• _Document passage_:
^^^^^^^^^^^^^^^^
My friend and his wife are also creative person although they have IT background, but i guess sometimes art is in some people soul. When i went to their second floor of their house, my friend showed me 2 furniture that he made from wooden block, to be a coffee table and he made a seat made out of tyre and cushion. I encourage them to do those sort of things, recycling things into furniture. probably it would be a business, who knows.
Sadly, every good time has come to an end and i need to go back to reality.
After my holiday (which i will post after i can get my laptop to work like it used to be), i had done a lot of thinking. Along this Handmade Heirloom process, i’m excited yet i have full of doubt. I doubt that people will not like what i do, I doubt what other people will think, you can guess every fear that you have when you’re starting a business, i have them all. Guess what? people can sense that. Well, that’s what i think and what i feel though. I doubt, so that people have doubt on me.
I got likes on my facebook page and my instagram but no one actually buy it. I’m no expert on marketing either and still learning through so many articles that i have to read, so, it is a trial and error process but not making any sell since 2 months ago launching this product is really a headache and a heartache blend into one. it’s always come to a why. why not this and that.
^^^^^^^^^^^^^^^^
• _Provided records_:

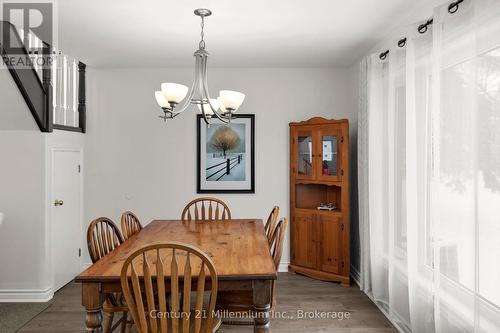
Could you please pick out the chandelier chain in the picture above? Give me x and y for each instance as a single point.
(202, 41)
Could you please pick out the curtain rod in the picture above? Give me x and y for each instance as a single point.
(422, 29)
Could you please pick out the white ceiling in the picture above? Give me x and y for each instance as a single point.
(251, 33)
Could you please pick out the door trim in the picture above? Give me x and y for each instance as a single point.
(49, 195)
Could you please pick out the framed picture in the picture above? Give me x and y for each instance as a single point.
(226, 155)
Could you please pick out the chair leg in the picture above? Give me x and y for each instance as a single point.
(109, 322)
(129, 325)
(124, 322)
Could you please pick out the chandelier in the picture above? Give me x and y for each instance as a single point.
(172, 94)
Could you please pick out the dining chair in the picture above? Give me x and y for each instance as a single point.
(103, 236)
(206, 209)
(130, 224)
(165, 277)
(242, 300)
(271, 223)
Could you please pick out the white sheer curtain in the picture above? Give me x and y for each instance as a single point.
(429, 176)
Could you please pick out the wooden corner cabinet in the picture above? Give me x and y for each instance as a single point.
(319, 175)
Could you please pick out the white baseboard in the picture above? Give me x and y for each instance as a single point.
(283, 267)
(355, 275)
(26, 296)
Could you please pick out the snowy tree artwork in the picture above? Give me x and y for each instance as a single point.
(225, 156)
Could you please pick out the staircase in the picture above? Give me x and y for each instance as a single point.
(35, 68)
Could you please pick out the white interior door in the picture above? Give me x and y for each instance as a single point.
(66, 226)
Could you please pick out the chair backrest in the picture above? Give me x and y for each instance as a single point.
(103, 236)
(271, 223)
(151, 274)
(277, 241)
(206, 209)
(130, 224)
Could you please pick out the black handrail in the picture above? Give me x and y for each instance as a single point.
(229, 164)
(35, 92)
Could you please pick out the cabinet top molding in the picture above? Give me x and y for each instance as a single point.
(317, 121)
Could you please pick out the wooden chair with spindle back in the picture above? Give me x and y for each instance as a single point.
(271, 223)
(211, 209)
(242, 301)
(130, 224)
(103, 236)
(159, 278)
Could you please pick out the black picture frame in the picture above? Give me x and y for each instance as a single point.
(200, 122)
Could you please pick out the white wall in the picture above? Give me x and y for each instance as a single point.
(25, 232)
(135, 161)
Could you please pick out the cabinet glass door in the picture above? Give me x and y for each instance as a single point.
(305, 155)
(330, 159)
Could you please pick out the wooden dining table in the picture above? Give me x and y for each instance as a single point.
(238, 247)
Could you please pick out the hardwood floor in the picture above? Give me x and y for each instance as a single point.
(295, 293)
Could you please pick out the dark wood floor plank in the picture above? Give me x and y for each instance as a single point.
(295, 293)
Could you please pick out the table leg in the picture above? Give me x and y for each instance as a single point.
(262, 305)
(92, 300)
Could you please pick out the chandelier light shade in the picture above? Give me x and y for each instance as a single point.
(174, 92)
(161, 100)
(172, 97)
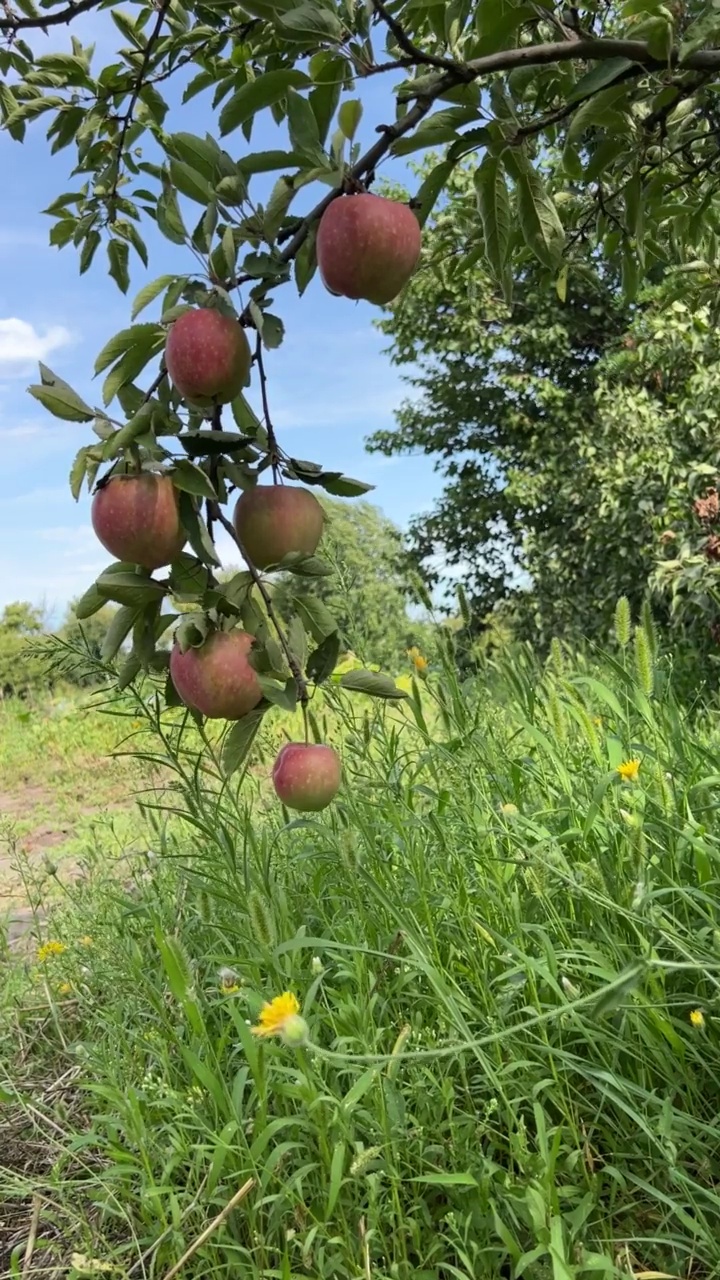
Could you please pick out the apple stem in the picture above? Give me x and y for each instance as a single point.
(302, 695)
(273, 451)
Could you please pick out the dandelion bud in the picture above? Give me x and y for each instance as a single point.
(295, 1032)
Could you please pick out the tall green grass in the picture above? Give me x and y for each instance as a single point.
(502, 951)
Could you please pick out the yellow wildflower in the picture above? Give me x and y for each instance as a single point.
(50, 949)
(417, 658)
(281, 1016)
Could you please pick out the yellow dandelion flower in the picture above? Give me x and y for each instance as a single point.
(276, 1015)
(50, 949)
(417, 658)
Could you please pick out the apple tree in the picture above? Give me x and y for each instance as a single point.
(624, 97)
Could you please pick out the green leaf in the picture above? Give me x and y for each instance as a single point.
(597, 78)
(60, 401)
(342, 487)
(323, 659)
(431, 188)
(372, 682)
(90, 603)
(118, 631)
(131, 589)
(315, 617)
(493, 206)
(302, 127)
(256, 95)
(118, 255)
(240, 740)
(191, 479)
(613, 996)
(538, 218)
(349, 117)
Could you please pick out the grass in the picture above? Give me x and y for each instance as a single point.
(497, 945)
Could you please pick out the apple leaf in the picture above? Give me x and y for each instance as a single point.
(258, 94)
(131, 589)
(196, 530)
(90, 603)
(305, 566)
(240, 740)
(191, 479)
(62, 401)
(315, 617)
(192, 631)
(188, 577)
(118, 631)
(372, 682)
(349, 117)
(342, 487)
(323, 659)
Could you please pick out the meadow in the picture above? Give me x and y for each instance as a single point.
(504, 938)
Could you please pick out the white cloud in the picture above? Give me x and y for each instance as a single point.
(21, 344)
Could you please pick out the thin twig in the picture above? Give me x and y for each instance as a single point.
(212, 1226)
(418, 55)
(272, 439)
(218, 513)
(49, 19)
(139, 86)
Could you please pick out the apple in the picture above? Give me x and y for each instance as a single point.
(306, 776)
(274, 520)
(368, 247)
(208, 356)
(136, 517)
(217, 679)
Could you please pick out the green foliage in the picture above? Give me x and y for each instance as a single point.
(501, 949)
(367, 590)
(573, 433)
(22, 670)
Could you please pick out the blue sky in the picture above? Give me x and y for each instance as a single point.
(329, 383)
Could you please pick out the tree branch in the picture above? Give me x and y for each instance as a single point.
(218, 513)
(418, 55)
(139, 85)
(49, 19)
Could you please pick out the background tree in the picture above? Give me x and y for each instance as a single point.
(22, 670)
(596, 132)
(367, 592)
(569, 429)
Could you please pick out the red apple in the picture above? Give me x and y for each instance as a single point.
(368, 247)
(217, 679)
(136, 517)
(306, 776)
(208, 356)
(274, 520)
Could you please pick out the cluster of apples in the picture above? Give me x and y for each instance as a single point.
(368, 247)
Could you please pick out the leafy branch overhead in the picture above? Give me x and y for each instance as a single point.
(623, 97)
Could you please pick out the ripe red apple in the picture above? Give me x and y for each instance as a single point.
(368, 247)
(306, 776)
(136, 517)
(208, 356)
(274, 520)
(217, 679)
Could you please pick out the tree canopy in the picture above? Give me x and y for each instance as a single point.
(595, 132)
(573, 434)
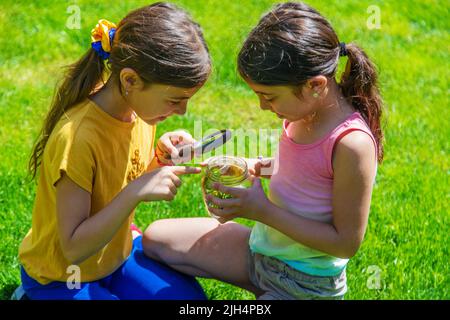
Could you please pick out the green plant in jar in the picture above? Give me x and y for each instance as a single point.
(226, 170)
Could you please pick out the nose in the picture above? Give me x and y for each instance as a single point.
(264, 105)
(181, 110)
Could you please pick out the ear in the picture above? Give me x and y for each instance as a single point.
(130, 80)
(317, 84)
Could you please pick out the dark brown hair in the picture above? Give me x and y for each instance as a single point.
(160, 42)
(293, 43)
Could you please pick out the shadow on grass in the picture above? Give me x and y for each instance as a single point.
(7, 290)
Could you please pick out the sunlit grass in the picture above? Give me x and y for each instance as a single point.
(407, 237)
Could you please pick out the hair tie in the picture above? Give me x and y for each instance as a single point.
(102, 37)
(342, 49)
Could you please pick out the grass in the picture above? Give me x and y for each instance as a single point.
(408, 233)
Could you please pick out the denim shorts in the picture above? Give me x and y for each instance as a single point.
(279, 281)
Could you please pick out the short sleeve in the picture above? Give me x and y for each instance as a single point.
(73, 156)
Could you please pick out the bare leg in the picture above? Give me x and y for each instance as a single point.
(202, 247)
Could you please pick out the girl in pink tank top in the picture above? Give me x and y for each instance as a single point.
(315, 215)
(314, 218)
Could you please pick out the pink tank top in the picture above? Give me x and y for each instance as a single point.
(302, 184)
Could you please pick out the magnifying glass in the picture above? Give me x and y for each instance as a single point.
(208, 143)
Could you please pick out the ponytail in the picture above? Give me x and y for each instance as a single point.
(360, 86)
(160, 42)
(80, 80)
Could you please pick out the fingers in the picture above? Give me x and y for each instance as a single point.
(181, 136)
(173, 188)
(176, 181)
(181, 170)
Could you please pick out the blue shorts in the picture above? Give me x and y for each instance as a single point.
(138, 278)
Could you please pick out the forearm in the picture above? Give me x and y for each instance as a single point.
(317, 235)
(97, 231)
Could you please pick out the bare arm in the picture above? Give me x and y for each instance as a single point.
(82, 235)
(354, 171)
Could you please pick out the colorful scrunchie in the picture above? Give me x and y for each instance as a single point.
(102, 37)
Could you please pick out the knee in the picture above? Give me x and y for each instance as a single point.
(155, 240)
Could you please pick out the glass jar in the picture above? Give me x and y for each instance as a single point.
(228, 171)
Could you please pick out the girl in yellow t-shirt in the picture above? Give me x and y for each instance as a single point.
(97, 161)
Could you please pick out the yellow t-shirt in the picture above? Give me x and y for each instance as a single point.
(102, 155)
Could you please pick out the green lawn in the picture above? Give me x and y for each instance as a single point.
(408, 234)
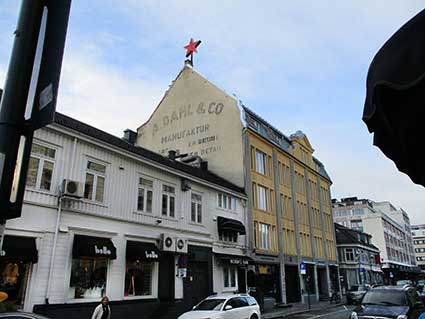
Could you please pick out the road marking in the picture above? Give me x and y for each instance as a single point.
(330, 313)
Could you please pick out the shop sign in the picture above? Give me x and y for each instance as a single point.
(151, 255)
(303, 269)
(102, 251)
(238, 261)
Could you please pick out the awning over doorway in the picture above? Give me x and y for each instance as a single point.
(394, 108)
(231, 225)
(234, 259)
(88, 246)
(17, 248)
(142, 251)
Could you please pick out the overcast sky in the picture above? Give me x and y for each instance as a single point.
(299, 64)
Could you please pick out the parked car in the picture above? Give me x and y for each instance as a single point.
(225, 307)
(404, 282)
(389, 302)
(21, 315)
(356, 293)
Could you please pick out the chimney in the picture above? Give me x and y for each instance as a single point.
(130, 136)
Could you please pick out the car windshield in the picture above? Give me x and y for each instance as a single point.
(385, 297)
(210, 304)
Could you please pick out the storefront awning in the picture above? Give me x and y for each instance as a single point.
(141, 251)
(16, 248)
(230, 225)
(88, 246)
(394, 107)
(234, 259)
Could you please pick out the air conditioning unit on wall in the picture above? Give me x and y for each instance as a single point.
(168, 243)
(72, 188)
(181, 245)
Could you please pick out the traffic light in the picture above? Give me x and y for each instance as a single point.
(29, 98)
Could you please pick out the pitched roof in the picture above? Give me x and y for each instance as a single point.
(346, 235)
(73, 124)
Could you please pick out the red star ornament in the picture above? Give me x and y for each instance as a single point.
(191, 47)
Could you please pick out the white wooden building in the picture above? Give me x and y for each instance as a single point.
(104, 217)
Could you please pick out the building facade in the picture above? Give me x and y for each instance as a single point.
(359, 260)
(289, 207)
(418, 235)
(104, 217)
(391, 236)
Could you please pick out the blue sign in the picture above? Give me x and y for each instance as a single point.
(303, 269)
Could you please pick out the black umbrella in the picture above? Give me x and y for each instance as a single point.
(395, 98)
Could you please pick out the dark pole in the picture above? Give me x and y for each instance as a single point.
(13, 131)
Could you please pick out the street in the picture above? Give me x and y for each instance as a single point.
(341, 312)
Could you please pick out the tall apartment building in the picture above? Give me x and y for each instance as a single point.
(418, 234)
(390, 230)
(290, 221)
^^^^^^^^^^^^^^^^
• _What to work on_:
1) From the blog post about starting a handmade business, copy the passage from "After my holiday" to "this and that.".
2) Using the blog post about starting a handmade business, decide whether each statement below agrees with it. Answer yes or no for each, and quote the words that decide it.
(a) The writer's friend made a seat out of a tyre and cushion.
(b) The writer has made sales since launching the product two months ago.
(c) The writer is an expert on marketing.

• _Answers to the tasks_:
1)
After my holiday (which i will post after i can get my laptop to work like it used to be), i had done a lot of thinking. Along this Handmade Heirloom process, i’m excited yet i have full of doubt. I doubt that people will not like what i do, I doubt what other people will think, you can guess every fear that you have when you’re starting a business, i have them all. Guess what? people can sense that. Well, that’s what i think and what i feel though. I doubt, so that people have doubt on me.
I got likes on my facebook page and my instagram but no one actually buy it. I’m no expert on marketing either and still learning through so many articles that i have to read, so, it is a trial and error process but not making any sell since 2 months ago launching this product is really a headache and a heartache blend into one. it’s always come to a why. why not this and that.

2)
(a) Yes: "he made a seat made out of tyre and cushion"
(b) No: "not making any sell since 2 months ago launching this product"
(c) No: "I’m no expert on marketing either"